* _Text under study_:
+--
Hyperhidrosis or excessive sweating may occur from abnormalities anywhere along the pathway involved with sweat control, namely brain, spinal cord, peripheral nerves or the glands themselves. Furthermore, any process which raises body temperature, increases body metabolism, or acts on the hypothalamus thermoregulatory sensor may lead to increase in sweating. The commonest such condition is hyperthyroidism/thyrotoxicosis, with another important condition to exclude being a phaeochromocytoma. Nocturnal sweats are also a classic symptom of lymphomas and PUOs (pyrexia of unknown origin) being a much loved detective hunt of infectious diseases specialists, although chronic inflammatory conditions and other cancers are also responsible for a significant number of PUOs, as well as the exotic infections. Classic infections as a cause of excessive sweating include tuberculosis, characteristically causing night sweats.
When nerves become more sensitive, such as through changes in the extracellular milieu (for example, raised potassium levels), mechanostimulation, or other nerve damage, one may experience increased sweating.
Quite often during a peripheral neuropathy, particularly if the cause is an underlying toxin such as thallium, arsenic, or acrylamide poisoning, as well as certain metabolic conditions, in particular diabetes, the condition may manifest with increased sweating in the extremities along with dysesthesias (most typically burning pains) and the feeling of coldness. Similarly, a nerve root or plexus irritative lesion may lead to hyperhidrosis in the area supplied by the nerve, with progression of the lesion then leading to decreased sweating in this area with surrounding compensatory excessive sweating.
Hyperhidrosis can be divided into generalized and focal hyperhidrosis depending on whether the entire body or just one particular region is affected. Generalized hyperhidrosis may be caused by:
- Endocrine abnormalities - hyperthyroidism, diabetes, pheochromocytoma, menopause and pregnancy, carcinoid syndrome, acromegaly.
- Neurological disorders, particularly those involving the autonomic system such as Parkinson's.
- Drug withdrawal.
The commonest age for focal hyperhidrosis to develop is in puberty, typically in otherwise healthy people. Approximately 50% have a positive family history. The axillae are the most commonly affected site, followed by feet, hands and the face. The sweat glands themselves are normal in hyperhidrosis, but the autonomic nervous system is overactive.
Focal hyperhidrosis characteristically does not occur during sleep, in contrast to generalized hyperhidrosis which is usually present during both wake and sleep.
Step one with palmar and plantar hyperhidrosis is prescription strength antiperspirant. If botulinum toxin is used, euhidrosis may last as long as a year.
Secondary focal hyperhidrosis may result from either peripheral or central nervous system dysfunction. For example, during the early stages of acquired polyneuropathy affecting small fibers, sweating may be increased, later becoming decreased as nerve damage progresses. In complex regional pain syndrome (CRPS) hyperhidrosis may be found in the affected area.
With destructive central nervous system lesions, such as infarcts (strokes) or haemorrhages, decreased cortical inhibition results in contralateral increased sweating. In contrast, with spinal lesions sweating is decreased ipsilaterally. Compensatory hyperhidrosis may then develop in other body parts.
Venlafaxine, an SNRI, whilst actually utilized at a low dose for menopausal flushing (37.5mg od or bd), has also been reported as causing excessive sweating in some.
+--
(Lines for pointing to things that are described)
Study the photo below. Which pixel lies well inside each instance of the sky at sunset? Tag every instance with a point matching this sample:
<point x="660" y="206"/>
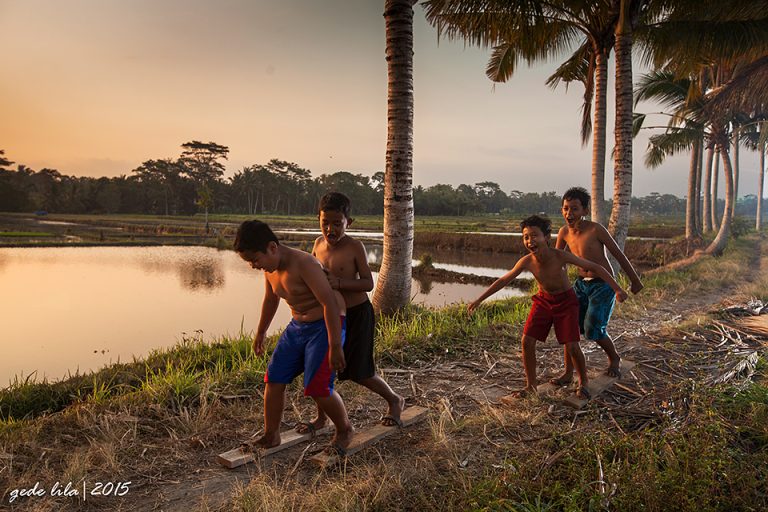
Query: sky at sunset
<point x="96" y="87"/>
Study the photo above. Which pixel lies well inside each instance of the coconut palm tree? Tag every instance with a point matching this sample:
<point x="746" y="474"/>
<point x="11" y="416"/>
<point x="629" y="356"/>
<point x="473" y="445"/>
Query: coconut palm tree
<point x="534" y="31"/>
<point x="393" y="288"/>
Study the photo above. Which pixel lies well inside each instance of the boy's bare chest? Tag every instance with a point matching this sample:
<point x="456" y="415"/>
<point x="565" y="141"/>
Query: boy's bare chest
<point x="288" y="287"/>
<point x="339" y="263"/>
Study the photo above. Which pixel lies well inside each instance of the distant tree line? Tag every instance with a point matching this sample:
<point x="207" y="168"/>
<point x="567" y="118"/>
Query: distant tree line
<point x="193" y="183"/>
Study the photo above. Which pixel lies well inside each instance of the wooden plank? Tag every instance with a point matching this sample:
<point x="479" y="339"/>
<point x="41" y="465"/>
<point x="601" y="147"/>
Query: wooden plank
<point x="371" y="435"/>
<point x="239" y="456"/>
<point x="598" y="385"/>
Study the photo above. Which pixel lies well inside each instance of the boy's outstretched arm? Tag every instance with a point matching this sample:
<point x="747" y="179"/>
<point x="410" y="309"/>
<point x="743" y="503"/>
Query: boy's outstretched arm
<point x="598" y="269"/>
<point x="313" y="275"/>
<point x="605" y="237"/>
<point x="268" y="309"/>
<point x="499" y="283"/>
<point x="364" y="281"/>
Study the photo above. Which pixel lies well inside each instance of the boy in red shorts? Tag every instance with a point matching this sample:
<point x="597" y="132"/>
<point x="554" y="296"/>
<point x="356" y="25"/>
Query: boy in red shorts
<point x="555" y="303"/>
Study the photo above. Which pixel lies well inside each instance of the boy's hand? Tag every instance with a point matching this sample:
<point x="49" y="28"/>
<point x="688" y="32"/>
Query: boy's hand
<point x="337" y="358"/>
<point x="258" y="344"/>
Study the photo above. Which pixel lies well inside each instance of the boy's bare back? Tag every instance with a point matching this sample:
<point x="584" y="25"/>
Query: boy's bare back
<point x="586" y="241"/>
<point x="290" y="283"/>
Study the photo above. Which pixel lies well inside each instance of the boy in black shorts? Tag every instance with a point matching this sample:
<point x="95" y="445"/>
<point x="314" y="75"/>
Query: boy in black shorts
<point x="346" y="264"/>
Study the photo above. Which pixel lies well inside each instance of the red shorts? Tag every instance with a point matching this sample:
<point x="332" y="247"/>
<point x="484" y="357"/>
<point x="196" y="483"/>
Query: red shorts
<point x="561" y="309"/>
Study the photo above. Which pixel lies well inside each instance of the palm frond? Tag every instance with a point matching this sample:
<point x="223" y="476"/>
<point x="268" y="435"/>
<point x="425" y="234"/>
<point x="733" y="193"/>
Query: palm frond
<point x="667" y="144"/>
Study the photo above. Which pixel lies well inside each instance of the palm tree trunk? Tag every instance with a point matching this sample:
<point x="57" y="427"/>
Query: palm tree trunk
<point x="715" y="177"/>
<point x="707" y="215"/>
<point x="735" y="171"/>
<point x="393" y="287"/>
<point x="699" y="165"/>
<point x="622" y="165"/>
<point x="721" y="240"/>
<point x="760" y="188"/>
<point x="690" y="204"/>
<point x="598" y="137"/>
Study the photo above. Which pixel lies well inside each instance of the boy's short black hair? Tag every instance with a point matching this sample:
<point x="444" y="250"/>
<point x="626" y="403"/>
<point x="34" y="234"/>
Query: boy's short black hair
<point x="254" y="235"/>
<point x="336" y="202"/>
<point x="579" y="193"/>
<point x="543" y="223"/>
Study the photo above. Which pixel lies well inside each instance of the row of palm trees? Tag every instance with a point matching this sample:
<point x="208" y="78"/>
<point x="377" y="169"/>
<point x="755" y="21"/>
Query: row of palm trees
<point x="685" y="39"/>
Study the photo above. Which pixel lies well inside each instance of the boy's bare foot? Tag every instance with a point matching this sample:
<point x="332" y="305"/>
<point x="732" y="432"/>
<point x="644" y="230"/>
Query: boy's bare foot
<point x="562" y="380"/>
<point x="614" y="369"/>
<point x="582" y="392"/>
<point x="264" y="442"/>
<point x="392" y="418"/>
<point x="304" y="427"/>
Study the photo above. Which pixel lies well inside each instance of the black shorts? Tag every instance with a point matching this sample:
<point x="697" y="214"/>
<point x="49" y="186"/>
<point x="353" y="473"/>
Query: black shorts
<point x="358" y="345"/>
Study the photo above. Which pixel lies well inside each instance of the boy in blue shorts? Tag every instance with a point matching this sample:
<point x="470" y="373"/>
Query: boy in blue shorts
<point x="589" y="240"/>
<point x="554" y="305"/>
<point x="312" y="342"/>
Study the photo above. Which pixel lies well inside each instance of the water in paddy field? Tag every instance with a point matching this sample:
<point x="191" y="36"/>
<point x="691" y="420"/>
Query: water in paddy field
<point x="80" y="308"/>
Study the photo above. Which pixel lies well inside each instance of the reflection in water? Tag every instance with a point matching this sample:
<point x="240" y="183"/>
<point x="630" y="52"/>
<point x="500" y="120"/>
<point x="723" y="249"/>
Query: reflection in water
<point x="71" y="309"/>
<point x="205" y="274"/>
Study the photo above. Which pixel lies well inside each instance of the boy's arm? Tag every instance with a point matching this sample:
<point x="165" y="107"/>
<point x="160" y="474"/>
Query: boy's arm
<point x="598" y="269"/>
<point x="560" y="243"/>
<point x="500" y="283"/>
<point x="364" y="281"/>
<point x="607" y="240"/>
<point x="268" y="309"/>
<point x="314" y="277"/>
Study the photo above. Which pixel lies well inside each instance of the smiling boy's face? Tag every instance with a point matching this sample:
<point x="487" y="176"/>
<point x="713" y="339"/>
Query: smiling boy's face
<point x="573" y="211"/>
<point x="333" y="225"/>
<point x="534" y="239"/>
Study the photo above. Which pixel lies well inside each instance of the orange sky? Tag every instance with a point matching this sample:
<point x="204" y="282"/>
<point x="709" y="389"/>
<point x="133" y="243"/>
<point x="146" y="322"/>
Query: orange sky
<point x="95" y="87"/>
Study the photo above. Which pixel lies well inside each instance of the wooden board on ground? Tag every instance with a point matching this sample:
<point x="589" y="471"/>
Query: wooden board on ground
<point x="598" y="384"/>
<point x="366" y="437"/>
<point x="239" y="456"/>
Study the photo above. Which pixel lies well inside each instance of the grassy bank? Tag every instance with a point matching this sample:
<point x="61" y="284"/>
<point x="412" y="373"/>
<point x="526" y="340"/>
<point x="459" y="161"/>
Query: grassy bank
<point x="159" y="420"/>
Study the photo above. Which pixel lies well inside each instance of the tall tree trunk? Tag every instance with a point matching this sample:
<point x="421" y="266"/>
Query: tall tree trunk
<point x="699" y="166"/>
<point x="715" y="177"/>
<point x="598" y="137"/>
<point x="690" y="204"/>
<point x="622" y="165"/>
<point x="707" y="215"/>
<point x="721" y="240"/>
<point x="393" y="288"/>
<point x="735" y="171"/>
<point x="760" y="188"/>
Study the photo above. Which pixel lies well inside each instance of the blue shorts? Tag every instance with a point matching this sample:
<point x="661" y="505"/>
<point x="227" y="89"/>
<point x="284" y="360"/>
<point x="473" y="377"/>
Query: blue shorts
<point x="303" y="348"/>
<point x="596" y="301"/>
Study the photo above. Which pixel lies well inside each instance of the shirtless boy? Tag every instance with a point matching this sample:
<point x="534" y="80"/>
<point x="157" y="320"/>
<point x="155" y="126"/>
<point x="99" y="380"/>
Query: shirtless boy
<point x="589" y="240"/>
<point x="555" y="303"/>
<point x="346" y="263"/>
<point x="312" y="341"/>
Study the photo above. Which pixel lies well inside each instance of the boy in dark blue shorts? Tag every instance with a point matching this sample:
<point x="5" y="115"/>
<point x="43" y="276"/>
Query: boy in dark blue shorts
<point x="346" y="263"/>
<point x="555" y="303"/>
<point x="312" y="342"/>
<point x="589" y="240"/>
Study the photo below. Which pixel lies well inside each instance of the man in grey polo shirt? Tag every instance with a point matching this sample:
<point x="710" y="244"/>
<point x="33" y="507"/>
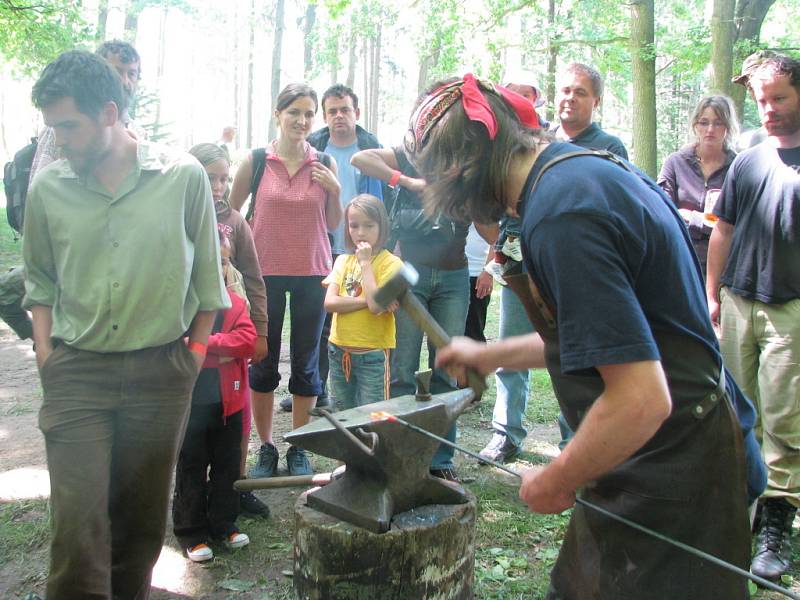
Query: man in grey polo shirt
<point x="123" y="280"/>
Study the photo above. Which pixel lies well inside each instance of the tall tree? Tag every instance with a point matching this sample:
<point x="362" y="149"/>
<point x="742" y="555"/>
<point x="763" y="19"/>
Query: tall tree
<point x="309" y="21"/>
<point x="277" y="49"/>
<point x="643" y="68"/>
<point x="251" y="50"/>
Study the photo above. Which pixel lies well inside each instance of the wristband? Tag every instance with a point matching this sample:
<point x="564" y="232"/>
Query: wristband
<point x="395" y="178"/>
<point x="198" y="347"/>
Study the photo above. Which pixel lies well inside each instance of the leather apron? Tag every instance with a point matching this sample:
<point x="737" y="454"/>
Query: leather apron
<point x="687" y="482"/>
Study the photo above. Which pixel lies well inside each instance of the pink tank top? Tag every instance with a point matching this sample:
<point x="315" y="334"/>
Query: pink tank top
<point x="289" y="220"/>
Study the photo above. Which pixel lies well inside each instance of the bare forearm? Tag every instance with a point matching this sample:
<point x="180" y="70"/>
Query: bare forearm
<point x="719" y="248"/>
<point x="344" y="304"/>
<point x="622" y="419"/>
<point x="42" y="317"/>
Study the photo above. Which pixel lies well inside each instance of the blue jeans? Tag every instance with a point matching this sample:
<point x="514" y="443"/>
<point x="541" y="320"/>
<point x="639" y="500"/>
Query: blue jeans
<point x="512" y="386"/>
<point x="367" y="380"/>
<point x="446" y="296"/>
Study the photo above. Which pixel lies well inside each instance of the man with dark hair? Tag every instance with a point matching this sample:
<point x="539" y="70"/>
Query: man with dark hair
<point x="753" y="291"/>
<point x="579" y="91"/>
<point x="122" y="276"/>
<point x="125" y="60"/>
<point x="341" y="137"/>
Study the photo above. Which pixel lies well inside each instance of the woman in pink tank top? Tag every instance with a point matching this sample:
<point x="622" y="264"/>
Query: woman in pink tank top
<point x="296" y="203"/>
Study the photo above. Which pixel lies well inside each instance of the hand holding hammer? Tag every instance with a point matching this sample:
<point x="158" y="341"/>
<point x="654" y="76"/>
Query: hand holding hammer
<point x="398" y="288"/>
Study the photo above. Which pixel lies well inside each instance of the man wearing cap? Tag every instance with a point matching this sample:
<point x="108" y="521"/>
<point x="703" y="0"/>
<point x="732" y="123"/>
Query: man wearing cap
<point x="753" y="291"/>
<point x="579" y="92"/>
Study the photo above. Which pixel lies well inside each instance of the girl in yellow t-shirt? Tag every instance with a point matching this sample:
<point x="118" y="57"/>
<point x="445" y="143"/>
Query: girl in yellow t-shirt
<point x="361" y="331"/>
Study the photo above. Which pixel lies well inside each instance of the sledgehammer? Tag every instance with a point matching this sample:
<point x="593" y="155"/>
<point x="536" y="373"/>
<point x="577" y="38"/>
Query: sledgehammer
<point x="398" y="288"/>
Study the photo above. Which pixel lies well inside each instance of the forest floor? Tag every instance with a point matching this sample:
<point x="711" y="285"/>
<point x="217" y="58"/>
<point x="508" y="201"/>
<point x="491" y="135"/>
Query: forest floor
<point x="515" y="549"/>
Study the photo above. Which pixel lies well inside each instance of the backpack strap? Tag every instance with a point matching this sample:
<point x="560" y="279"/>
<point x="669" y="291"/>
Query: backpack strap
<point x="600" y="153"/>
<point x="259" y="164"/>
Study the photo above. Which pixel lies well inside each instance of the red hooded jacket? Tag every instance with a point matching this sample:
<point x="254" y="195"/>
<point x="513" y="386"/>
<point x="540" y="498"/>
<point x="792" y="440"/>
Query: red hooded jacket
<point x="235" y="340"/>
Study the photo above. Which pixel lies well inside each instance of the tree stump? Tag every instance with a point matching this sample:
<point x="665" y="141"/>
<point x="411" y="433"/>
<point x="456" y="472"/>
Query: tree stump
<point x="428" y="553"/>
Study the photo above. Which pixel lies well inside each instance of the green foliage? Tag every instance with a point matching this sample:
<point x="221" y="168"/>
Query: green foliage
<point x="33" y="34"/>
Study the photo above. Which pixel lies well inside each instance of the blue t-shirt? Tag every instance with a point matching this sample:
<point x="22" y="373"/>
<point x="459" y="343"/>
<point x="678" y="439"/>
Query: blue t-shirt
<point x="348" y="178"/>
<point x="610" y="253"/>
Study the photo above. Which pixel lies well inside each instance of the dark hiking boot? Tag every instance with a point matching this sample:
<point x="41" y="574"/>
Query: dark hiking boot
<point x="773" y="555"/>
<point x="267" y="465"/>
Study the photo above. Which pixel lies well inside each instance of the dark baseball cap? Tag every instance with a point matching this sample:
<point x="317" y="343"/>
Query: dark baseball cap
<point x="751" y="64"/>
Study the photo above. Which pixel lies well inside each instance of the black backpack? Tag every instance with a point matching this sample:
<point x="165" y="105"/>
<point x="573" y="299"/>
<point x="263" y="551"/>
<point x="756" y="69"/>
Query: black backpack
<point x="16" y="175"/>
<point x="259" y="164"/>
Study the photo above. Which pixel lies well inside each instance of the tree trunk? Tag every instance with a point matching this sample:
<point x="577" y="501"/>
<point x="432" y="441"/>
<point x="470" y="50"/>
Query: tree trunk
<point x="750" y="16"/>
<point x="102" y="17"/>
<point x="236" y="91"/>
<point x="250" y="69"/>
<point x="277" y="47"/>
<point x="429" y="553"/>
<point x="552" y="61"/>
<point x="722" y="32"/>
<point x="351" y="63"/>
<point x="308" y="39"/>
<point x="643" y="68"/>
<point x="367" y="64"/>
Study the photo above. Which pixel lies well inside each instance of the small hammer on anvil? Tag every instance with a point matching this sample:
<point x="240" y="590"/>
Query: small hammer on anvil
<point x="398" y="288"/>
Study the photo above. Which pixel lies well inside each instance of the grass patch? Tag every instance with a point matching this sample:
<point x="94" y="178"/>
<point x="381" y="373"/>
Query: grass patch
<point x="24" y="528"/>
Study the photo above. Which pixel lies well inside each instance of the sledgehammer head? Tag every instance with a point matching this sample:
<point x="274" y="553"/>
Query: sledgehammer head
<point x="397" y="285"/>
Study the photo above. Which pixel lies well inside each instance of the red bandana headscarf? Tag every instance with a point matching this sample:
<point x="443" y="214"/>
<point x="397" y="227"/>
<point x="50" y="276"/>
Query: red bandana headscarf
+--
* _Check your understanding_:
a) From the text on excessive sweating, write out the part between "Secondary focal hyperhidrosis" and "the affected area.", inclusive.
b) Translate this sentence from the text on excessive sweating into Spanish: "Focal hyperhidrosis characteristically does not occur during sleep, in contrast to generalized hyperhidrosis which is usually present during both wake and sleep."
c) Turn the paragraph of the text on excessive sweating that begins "The commonest age for focal hyperhidrosis" into a short bulleted list that keeps its main facts.
The lines have no part in any of this work.

* _Completed exercise_:
a)
Secondary focal hyperhidrosis may result from either peripheral or central nervous system dysfunction. For example, during the early stages of acquired polyneuropathy affecting small fibers, sweating may be increased, later becoming decreased as nerve damage progresses. In complex regional pain syndrome (CRPS) hyperhidrosis may be found in the affected area.

b) La hiperhidrosis focal característicamente no se presenta durante el sueño, a diferencia de la hiperhidrosis generalizada, que suele estar presente tanto durante la vigilia como durante el sueño.

c)
- Focal hyperhidrosis most often develops in puberty, typically in otherwise healthy people.
- About 50% have a positive family history.
- The axillae are most commonly affected, followed by the feet, hands and face.
- The sweat glands are normal, but the autonomic nervous system is overactive.